* Begin Selected text *

It's important to note that setting ACTIVATION_OUTPUT to "tanh" will result in a vanilla LSTM. The B2Bsqrt function was introduced in the ICASSP2023 paper as a way to precisely avoid the likelihood ratio saturation problem in SDRE.  

\begin{align}
f_{\mathrm{B2Bsqrt}}(x) := \mathrm{sign}(x)(\sqrt{\alpha+|x|}-\sqrt{\alpha})
\end{align}

Where $\alpha$ is a hyperparameter. 


### Transformer (TANDEMformer, [ICASSP2023](https://arxiv.org/abs/2302.09810))  
The Transformer is equipped with the Normalized Summation Pooling (NSP) layer, which is incorporated by default.

Let $X_i^{(t, t+w)}$ be subtokens sampled with a sliding window of size $w \in [N]$, and let $Z_i^{(t, t+w)}:=\{z_i^{(s)}\}^{t+w}_{s=t}$ be the subtokens mixed with self-attention. Given the Markov order $N$, the \texttt{NSP} layer is defined as:

\begin{align}
NSP(Z_i^{(t, t+w)}) := \sum_{s=t}^{t+w}\frac{z_i^{(s)}}{N+1}.

* End Selected text *
* Begin Extracted information *

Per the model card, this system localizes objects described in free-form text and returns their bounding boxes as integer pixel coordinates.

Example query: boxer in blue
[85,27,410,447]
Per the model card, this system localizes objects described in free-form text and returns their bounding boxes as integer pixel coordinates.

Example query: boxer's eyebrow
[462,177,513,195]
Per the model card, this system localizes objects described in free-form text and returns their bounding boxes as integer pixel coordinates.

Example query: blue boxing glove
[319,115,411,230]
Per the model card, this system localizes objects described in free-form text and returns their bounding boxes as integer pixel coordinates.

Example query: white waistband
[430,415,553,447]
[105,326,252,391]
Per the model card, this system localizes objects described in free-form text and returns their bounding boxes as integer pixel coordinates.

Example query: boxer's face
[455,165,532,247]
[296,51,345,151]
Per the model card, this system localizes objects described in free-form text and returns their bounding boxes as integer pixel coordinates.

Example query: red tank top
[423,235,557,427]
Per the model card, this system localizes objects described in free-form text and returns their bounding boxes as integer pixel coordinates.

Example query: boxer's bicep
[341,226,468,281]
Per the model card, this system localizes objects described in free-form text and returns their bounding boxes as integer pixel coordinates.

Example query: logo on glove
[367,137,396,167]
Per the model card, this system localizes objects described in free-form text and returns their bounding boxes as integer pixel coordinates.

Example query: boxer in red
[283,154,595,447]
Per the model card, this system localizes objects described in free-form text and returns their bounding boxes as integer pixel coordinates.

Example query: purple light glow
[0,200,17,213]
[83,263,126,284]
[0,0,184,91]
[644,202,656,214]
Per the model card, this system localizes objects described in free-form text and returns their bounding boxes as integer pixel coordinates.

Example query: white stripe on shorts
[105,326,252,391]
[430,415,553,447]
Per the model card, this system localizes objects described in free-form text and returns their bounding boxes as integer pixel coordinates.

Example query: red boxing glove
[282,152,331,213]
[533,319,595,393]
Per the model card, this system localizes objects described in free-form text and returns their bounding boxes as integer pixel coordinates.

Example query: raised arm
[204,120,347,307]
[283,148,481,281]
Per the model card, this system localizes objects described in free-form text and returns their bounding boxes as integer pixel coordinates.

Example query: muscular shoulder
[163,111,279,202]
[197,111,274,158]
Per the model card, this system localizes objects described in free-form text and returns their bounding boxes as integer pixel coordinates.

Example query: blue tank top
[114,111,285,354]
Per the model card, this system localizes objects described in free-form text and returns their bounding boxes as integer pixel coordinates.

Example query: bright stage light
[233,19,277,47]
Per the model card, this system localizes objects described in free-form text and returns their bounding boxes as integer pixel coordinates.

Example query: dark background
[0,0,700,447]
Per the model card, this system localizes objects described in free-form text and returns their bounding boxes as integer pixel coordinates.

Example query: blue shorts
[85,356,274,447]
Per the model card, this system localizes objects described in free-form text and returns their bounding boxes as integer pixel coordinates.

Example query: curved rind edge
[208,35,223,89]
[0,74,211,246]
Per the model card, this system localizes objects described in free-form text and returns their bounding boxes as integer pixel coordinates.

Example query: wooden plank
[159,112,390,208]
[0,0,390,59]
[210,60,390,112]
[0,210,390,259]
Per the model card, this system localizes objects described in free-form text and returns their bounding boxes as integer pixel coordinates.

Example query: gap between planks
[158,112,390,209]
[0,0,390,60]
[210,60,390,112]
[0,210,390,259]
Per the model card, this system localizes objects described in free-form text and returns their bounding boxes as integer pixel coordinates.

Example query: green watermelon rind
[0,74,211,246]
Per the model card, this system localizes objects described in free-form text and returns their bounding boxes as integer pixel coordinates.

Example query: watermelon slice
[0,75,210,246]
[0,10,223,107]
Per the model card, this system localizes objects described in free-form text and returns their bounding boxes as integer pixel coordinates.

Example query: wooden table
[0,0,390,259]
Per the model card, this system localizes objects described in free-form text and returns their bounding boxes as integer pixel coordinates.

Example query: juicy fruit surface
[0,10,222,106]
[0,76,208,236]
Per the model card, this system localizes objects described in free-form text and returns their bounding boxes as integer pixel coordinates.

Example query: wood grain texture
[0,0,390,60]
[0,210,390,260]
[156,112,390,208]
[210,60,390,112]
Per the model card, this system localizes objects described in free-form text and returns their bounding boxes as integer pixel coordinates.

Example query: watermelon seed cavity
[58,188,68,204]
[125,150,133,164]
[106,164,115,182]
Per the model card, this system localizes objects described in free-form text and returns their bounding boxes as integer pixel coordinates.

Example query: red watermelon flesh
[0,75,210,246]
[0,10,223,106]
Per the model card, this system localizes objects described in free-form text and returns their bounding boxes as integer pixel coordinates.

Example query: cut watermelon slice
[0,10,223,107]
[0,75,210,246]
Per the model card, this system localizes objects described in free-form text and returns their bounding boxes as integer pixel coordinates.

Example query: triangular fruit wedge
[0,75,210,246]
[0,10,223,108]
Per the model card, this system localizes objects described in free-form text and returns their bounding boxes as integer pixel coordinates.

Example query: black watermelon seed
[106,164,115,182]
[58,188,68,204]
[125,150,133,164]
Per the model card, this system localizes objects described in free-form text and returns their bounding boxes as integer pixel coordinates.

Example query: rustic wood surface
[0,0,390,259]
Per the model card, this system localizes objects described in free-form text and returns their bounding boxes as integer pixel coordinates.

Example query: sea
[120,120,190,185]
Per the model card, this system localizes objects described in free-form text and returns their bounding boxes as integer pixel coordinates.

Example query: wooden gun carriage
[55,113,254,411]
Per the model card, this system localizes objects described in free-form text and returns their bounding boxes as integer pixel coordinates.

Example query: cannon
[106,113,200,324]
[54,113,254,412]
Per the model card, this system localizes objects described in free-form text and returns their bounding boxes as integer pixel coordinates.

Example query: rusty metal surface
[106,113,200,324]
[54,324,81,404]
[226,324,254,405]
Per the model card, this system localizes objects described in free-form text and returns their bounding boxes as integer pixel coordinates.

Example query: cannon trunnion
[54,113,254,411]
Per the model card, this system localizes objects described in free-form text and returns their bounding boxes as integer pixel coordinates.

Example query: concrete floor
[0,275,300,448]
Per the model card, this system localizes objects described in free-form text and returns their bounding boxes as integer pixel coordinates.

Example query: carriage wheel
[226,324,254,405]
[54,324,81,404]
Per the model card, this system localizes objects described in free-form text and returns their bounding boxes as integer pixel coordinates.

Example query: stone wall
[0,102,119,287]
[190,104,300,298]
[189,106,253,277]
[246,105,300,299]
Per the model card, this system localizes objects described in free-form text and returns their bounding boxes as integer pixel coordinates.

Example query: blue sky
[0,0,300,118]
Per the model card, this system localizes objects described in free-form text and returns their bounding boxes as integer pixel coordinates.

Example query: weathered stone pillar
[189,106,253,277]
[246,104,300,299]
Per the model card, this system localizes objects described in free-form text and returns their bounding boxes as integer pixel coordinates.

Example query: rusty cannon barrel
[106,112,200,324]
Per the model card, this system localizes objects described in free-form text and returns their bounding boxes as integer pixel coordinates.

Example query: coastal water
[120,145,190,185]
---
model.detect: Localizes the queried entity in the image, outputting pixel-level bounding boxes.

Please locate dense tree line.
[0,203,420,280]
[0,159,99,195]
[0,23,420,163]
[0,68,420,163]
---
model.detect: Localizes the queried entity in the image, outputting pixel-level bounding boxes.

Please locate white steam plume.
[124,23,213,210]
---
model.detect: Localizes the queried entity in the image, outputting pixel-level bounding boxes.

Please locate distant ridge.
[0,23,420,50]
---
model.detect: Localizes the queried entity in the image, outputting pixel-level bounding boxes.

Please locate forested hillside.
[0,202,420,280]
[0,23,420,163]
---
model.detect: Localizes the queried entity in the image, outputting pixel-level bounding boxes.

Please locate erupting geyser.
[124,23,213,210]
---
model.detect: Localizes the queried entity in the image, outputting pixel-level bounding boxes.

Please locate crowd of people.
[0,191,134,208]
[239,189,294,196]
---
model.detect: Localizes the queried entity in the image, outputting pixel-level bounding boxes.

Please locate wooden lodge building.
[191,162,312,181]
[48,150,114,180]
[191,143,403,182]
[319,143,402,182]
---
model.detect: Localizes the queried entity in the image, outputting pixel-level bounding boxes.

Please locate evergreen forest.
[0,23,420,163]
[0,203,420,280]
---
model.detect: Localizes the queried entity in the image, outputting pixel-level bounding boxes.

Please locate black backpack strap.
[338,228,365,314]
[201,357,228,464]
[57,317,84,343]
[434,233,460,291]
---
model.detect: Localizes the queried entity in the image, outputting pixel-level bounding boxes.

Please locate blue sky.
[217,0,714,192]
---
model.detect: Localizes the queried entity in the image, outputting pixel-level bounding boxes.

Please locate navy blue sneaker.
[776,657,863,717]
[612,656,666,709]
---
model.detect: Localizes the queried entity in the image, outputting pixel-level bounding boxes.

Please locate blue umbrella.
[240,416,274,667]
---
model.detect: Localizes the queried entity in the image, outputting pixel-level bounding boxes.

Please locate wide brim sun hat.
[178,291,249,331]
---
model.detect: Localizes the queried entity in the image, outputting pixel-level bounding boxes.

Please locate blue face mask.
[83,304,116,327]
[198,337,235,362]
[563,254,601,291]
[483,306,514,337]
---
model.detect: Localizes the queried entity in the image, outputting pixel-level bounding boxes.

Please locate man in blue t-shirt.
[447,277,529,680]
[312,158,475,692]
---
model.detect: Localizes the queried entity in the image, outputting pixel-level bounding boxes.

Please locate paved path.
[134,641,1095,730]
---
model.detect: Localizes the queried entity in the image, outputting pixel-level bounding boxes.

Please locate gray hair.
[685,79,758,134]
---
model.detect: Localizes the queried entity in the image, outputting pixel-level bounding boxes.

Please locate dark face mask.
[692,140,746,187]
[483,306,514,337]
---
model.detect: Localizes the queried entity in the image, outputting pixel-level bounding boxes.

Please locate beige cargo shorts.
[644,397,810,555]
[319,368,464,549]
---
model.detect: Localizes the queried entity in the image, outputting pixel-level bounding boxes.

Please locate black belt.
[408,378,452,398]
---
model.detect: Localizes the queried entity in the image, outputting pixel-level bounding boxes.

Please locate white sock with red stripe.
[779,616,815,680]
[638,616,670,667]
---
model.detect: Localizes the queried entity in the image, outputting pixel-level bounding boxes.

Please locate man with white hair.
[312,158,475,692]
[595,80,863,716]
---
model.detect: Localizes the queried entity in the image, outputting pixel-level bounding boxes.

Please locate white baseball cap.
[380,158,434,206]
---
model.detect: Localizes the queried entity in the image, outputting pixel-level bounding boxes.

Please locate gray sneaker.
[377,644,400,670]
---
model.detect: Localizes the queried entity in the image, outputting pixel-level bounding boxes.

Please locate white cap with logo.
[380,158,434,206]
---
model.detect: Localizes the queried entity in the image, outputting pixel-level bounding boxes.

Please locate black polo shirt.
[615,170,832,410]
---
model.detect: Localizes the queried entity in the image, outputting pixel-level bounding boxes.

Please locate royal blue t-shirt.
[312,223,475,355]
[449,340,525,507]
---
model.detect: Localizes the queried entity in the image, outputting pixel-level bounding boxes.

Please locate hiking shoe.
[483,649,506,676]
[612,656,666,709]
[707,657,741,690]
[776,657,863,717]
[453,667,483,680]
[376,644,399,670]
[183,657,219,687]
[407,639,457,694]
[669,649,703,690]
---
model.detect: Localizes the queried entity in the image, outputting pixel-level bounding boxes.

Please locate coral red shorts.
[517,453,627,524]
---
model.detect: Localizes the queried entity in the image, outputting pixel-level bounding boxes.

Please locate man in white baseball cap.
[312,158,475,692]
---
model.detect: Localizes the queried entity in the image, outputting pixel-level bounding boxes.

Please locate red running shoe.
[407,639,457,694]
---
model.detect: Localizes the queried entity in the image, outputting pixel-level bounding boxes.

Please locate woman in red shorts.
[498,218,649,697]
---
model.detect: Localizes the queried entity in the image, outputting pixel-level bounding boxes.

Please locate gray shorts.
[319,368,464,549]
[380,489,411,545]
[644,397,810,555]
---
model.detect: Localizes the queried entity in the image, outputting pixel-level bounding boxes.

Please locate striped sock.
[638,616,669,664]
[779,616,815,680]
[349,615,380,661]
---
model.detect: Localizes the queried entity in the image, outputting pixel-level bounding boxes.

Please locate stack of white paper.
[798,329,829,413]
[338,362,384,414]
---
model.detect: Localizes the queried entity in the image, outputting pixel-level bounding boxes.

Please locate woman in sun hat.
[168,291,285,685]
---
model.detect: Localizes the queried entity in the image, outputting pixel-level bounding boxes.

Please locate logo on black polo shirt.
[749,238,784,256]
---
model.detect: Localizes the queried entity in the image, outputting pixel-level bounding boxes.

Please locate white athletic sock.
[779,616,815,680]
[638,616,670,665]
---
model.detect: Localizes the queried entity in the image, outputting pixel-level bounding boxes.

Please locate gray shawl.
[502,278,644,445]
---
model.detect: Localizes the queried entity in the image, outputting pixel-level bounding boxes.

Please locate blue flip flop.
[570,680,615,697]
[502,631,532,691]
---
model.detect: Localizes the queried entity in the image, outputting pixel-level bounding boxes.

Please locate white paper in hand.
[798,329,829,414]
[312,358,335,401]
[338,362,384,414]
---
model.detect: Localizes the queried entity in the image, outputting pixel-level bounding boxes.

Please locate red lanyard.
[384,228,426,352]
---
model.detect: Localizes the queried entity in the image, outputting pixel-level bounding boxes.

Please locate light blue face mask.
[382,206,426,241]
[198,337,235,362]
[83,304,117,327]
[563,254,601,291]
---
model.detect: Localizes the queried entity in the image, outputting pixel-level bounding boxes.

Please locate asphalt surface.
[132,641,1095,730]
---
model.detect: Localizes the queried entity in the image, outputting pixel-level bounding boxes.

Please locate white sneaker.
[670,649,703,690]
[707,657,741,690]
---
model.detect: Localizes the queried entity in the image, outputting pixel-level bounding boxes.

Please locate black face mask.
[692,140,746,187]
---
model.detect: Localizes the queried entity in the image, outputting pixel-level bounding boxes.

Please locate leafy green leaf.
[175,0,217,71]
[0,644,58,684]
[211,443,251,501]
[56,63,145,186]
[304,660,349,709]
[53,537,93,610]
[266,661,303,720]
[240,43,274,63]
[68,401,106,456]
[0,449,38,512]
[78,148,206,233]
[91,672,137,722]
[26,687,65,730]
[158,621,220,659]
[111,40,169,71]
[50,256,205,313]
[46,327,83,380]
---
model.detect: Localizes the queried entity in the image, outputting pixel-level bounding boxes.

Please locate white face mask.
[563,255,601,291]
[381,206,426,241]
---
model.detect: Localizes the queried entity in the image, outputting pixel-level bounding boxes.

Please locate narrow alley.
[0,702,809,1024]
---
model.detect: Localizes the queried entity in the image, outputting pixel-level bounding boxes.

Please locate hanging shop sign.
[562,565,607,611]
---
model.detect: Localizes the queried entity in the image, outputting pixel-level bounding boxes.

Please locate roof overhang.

* End Extracted information *

■ **Challenges**
A - In the LSTM and Transformer notes, which layer is the Transformer equipped with by default?
B - Please retype the part of the LSTM and Transformer notes starting with "It's important to" and going on through "problem in SDRE.".
The data isn't needed for any of these tasks.

■ **Solutions to the exercise**
A - The Normalized Summation Pooling (NSP) layer.

B -
It's important to note that setting ACTIVATION_OUTPUT to "tanh" will result in a vanilla LSTM. The B2Bsqrt function was introduced in the ICASSP2023 paper as a way to precisely avoid the likelihood ratio saturation problem in SDRE.